Saved entries

★ ★ ★

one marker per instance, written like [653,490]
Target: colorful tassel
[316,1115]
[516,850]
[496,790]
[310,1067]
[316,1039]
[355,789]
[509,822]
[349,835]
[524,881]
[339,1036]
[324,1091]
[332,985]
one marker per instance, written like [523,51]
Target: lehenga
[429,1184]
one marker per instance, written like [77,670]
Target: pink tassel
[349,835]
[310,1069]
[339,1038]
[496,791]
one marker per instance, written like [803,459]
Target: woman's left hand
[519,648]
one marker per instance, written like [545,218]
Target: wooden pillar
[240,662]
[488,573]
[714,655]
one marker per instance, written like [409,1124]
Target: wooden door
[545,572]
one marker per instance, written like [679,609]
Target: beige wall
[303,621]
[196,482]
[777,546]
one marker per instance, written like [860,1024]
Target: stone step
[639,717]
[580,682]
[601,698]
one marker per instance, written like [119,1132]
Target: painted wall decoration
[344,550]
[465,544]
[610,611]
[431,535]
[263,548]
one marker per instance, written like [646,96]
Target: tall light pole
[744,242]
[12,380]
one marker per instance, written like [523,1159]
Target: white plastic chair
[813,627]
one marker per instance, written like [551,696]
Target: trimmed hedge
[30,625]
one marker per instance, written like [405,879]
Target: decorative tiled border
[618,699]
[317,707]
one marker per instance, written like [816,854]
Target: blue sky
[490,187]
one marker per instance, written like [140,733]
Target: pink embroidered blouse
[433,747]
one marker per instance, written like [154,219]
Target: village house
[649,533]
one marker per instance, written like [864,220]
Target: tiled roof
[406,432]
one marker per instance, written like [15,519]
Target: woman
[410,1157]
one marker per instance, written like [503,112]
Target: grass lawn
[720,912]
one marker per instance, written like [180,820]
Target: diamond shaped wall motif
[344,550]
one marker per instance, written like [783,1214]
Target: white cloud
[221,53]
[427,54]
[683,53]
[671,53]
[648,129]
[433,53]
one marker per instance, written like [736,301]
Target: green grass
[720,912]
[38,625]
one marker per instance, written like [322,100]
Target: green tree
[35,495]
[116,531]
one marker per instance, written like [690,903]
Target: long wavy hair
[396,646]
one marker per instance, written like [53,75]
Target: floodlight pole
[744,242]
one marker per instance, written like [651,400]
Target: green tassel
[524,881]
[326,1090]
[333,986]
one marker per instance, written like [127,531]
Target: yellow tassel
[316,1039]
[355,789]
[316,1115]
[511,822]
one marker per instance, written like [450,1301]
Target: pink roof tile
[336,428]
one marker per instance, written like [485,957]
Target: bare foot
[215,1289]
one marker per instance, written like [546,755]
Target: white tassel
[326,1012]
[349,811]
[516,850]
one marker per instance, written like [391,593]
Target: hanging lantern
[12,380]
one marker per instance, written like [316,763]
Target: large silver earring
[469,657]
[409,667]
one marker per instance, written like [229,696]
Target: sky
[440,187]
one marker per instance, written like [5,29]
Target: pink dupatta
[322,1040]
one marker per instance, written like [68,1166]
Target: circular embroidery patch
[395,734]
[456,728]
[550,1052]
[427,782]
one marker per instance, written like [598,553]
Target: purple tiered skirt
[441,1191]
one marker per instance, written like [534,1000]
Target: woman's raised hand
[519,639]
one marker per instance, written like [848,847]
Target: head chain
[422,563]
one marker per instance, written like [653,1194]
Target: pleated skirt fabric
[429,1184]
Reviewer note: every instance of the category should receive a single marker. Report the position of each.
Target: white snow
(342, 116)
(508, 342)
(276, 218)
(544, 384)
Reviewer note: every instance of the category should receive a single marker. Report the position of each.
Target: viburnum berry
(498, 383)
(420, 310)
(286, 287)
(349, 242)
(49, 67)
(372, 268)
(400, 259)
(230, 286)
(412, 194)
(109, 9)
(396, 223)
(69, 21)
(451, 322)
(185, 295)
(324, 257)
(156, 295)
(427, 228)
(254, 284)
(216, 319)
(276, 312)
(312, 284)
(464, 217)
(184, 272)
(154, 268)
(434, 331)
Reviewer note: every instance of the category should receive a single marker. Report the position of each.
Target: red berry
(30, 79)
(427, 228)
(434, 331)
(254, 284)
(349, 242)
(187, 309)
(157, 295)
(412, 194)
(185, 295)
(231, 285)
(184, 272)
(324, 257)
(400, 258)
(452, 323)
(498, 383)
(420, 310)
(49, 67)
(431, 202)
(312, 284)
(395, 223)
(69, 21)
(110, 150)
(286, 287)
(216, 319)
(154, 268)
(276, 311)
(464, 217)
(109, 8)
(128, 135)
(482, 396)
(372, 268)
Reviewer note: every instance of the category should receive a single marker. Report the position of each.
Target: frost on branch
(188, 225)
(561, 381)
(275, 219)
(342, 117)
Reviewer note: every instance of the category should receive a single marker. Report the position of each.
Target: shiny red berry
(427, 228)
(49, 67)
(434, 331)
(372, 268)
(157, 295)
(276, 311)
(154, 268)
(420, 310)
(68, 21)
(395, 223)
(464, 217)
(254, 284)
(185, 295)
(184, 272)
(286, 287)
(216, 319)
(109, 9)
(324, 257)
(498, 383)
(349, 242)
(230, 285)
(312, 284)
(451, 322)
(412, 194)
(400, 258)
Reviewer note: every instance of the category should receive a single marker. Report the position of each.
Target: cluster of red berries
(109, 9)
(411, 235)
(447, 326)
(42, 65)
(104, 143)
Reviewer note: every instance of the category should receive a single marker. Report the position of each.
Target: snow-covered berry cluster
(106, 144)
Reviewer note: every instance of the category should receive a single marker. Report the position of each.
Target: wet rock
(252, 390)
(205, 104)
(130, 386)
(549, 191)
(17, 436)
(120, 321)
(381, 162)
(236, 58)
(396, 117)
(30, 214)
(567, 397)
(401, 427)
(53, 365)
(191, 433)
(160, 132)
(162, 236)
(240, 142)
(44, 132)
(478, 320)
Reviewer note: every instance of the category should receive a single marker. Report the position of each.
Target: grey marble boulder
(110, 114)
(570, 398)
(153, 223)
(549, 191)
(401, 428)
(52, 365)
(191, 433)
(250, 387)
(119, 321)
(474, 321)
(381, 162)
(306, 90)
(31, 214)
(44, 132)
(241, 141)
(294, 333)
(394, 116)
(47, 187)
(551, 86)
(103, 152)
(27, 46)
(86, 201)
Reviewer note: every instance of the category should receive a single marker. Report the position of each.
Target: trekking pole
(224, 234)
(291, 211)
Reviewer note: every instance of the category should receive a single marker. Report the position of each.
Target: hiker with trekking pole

★ ★ ★

| TASK TO COMPLETE |
What is needed is a faithful transcription of every entry.

| ANSWER BOX |
one marker per instance, written like [653,490]
Target: colorful tassel
[316,1115]
[516,850]
[496,790]
[310,1067]
[316,1039]
[355,789]
[509,822]
[349,835]
[524,881]
[339,1036]
[324,1091]
[332,985]
one marker per instance, written like [523,51]
Target: lehenga
[429,1184]
one marker per instance, written like [77,670]
Target: pink tassel
[349,835]
[310,1069]
[339,1038]
[496,791]
one marker per instance, written like [803,459]
Target: woman's left hand
[519,648]
one marker per instance, written like [545,218]
Target: wooden pillar
[240,662]
[488,573]
[714,655]
one marker per instance, written like [409,1124]
Target: wooden door
[545,572]
one marker per instance, written like [679,609]
Target: beige wall
[303,621]
[196,482]
[777,546]
one marker per instance, written like [860,1024]
Target: stone step
[639,717]
[580,682]
[601,698]
one marker per instance, written like [119,1132]
Target: painted wall decoration
[344,550]
[465,544]
[610,611]
[431,535]
[263,548]
one marker per instance, written like [646,96]
Target: tall light pole
[744,242]
[12,380]
one marker per instance, written like [523,1159]
Target: white plastic chair
[813,627]
one marker per instance, written like [551,696]
Target: trimmed hedge
[30,625]
one marker per instance, written like [405,879]
Target: decorative tiled border
[618,699]
[317,707]
one marker per instance, written like [816,854]
Target: blue sky
[490,187]
one marker per instance, written like [140,733]
Target: pink embroidered blouse
[433,747]
one marker per instance, written like [154,219]
Target: village house
[649,533]
one marker per instance, written like [864,220]
Target: tiled roof
[406,432]
one marker per instance, written like [15,519]
Target: woman
[410,1157]
one marker per instance, written like [503,112]
Target: grass lawn
[720,912]
one marker per instance, written like [180,820]
Target: diamond shaped wall motif
[344,550]
one marker per instance, written like [783,1214]
Target: white cloud
[221,53]
[427,54]
[683,53]
[671,53]
[648,129]
[433,53]
one marker per instance, written like [736,301]
Target: green grass
[720,912]
[38,625]
one marker per instance, written like [322,100]
Target: green tree
[35,495]
[116,531]
one marker per instance, written like [690,903]
Target: long wavy hair
[396,646]
one marker per instance, written like [53,75]
Target: floodlight pole
[744,242]
one marker per instance, written like [651,400]
Target: green tassel
[524,881]
[326,1090]
[333,986]
one marker per instance, written like [127,531]
Target: yellow tassel
[316,1039]
[355,789]
[316,1115]
[511,822]
one marker per instance, written like [450,1301]
Target: pink roof tile
[336,428]
one marker per instance, written like [485,957]
Target: bare foot
[215,1289]
one marker per instance, written like [546,755]
Target: white tassel
[326,1012]
[349,811]
[516,850]
one marker per instance, written like [391,593]
Target: hanging lantern
[12,380]
one marker per instance, written like [316,763]
Target: large silver earring
[469,657]
[409,667]
one marker per instance, written like [229,696]
Target: sky
[440,187]
one marker per instance, written like [5,29]
Target: pink dupatta
[322,1040]
one marker per instance, written like [68,1166]
Target: circular embroidery patch
[395,734]
[456,728]
[550,1052]
[427,782]
one marker per instance, written like [598,553]
Target: purple tiered skirt
[441,1191]
one marker per instance, written like [534,1000]
Target: woman's raised hand
[519,639]
one marker per instance, written like [848,847]
Target: head chain
[422,563]
one marker per instance, written like [653,1194]
Target: pleated skirt fabric
[429,1184]
Reviewer note: every instance of the category should receive a single marker. Report the position of each.
Target: white snow
(342, 116)
(508, 342)
(276, 218)
(544, 384)
Reviewer note: every instance of the category should receive a single marker. Report the position of each.
Target: viburnum berry
(498, 383)
(420, 310)
(286, 287)
(349, 242)
(49, 67)
(372, 268)
(400, 259)
(230, 286)
(412, 194)
(109, 9)
(396, 223)
(69, 21)
(451, 322)
(185, 295)
(324, 257)
(156, 295)
(427, 228)
(254, 284)
(216, 319)
(276, 312)
(312, 284)
(464, 217)
(184, 272)
(154, 268)
(434, 331)
Reviewer note: every instance of the category should receive a single marker. Report the position of each.
Target: red berry
(30, 79)
(427, 228)
(434, 331)
(254, 284)
(349, 242)
(187, 309)
(157, 295)
(412, 194)
(185, 295)
(231, 285)
(184, 272)
(324, 257)
(400, 258)
(452, 323)
(498, 383)
(420, 310)
(49, 67)
(431, 202)
(312, 284)
(395, 223)
(69, 21)
(110, 150)
(286, 287)
(216, 319)
(154, 268)
(276, 311)
(464, 217)
(109, 8)
(128, 135)
(482, 396)
(372, 268)
Reviewer note: every instance of the category should receive a single marker. Report the position of each.
Target: frost on branch
(188, 225)
(561, 381)
(275, 219)
(342, 117)
Reviewer note: every instance of the category should receive a single marker. Report the position of each.
Target: shiny red berry
(427, 228)
(49, 67)
(434, 331)
(372, 268)
(157, 295)
(276, 311)
(154, 268)
(420, 310)
(68, 21)
(395, 223)
(464, 217)
(254, 284)
(185, 295)
(184, 272)
(286, 287)
(216, 319)
(109, 9)
(324, 257)
(498, 383)
(349, 242)
(230, 285)
(312, 284)
(451, 322)
(412, 194)
(400, 258)
Reviewer note: every instance of the category should receive a single marker. Report the position of each.
Target: cluster of red berries
(109, 9)
(411, 235)
(447, 326)
(42, 65)
(104, 143)
Reviewer note: every instance of the category should receive a single marker. Report the position of each.
Target: snow-covered berry cluster
(106, 144)
Reviewer note: every instance of the category should receive a single marker. Report the position of each.
Target: wet rock
(252, 390)
(205, 104)
(130, 386)
(549, 191)
(17, 436)
(120, 321)
(381, 162)
(236, 58)
(396, 117)
(30, 214)
(567, 397)
(401, 427)
(53, 365)
(191, 433)
(160, 132)
(162, 236)
(240, 142)
(44, 132)
(478, 320)
Reviewer note: every instance of the category should receive a single marker. Report the position of each.
Target: grey marble boulder
(110, 114)
(570, 398)
(153, 223)
(549, 191)
(401, 428)
(52, 365)
(191, 433)
(250, 387)
(119, 321)
(474, 321)
(381, 162)
(306, 90)
(31, 214)
(44, 132)
(241, 141)
(294, 333)
(394, 116)
(47, 187)
(551, 86)
(103, 152)
(27, 46)
(86, 201)
Reviewer note: every instance of the category should receive a single marker. Report the position of each.
Target: trekking pole
(224, 234)
(291, 211)
Reviewer note: every instance of the category should receive a single marker. Report the position of each.
Target: hiker with trekking pole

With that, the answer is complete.